Labeled shape records:

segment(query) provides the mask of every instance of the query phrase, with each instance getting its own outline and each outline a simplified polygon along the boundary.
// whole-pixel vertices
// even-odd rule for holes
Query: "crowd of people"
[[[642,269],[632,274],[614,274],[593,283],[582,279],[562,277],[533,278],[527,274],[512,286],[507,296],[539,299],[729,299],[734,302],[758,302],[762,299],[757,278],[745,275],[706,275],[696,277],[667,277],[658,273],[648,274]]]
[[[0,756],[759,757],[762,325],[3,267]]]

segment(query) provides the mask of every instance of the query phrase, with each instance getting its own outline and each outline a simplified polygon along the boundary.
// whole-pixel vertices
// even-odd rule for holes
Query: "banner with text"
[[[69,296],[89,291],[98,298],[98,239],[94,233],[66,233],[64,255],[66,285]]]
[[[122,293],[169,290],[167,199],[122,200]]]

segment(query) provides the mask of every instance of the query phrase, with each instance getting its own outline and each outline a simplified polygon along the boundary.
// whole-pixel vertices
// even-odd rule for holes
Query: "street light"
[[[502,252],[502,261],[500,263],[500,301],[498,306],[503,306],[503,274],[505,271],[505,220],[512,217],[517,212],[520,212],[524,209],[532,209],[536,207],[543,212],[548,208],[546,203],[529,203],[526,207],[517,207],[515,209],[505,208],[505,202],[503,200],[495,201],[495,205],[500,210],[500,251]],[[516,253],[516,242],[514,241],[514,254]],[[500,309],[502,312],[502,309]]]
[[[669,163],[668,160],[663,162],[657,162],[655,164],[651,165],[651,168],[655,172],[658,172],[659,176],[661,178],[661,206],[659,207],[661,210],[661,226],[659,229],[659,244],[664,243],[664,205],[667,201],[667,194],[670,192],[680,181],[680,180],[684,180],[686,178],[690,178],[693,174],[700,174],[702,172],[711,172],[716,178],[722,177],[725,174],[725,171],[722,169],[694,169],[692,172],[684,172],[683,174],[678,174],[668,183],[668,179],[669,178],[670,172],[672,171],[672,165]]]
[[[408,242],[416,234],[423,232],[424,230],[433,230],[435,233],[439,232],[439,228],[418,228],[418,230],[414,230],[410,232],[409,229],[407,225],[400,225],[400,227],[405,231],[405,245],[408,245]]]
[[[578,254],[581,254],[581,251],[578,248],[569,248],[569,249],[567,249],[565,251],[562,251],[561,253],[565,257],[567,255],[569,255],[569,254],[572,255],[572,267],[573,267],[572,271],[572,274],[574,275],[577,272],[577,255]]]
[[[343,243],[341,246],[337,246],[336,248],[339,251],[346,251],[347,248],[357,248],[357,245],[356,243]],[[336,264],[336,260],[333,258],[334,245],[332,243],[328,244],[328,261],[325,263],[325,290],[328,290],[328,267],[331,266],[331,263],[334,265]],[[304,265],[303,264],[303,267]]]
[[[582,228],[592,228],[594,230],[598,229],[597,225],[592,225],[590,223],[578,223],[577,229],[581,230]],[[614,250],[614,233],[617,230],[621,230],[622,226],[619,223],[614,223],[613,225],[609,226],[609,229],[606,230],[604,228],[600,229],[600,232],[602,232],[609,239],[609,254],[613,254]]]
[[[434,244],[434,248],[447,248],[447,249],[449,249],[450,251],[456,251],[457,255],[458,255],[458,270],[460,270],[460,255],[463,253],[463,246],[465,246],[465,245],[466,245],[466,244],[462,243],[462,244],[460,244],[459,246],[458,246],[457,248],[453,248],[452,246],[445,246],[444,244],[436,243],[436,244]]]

Exercise brief
Copy out the items exactly, from the beginning through the line that contains "[[[0,756],[759,757],[762,325],[3,267]]]", including that line.

Solution below
segment(query) provides the mask of every instance of the query phrase, with each instance getting its own outline and each outline a simplified polygon along the boundary.
// whole-pixel vertices
// even-odd rule for holes
Query: "crowd of people"
[[[642,269],[632,274],[614,274],[593,283],[582,279],[562,277],[533,278],[527,274],[512,286],[507,296],[539,299],[729,299],[734,302],[758,302],[762,299],[757,278],[745,275],[706,275],[696,277],[667,277],[658,273],[648,274]]]
[[[0,756],[759,757],[762,325],[3,267]]]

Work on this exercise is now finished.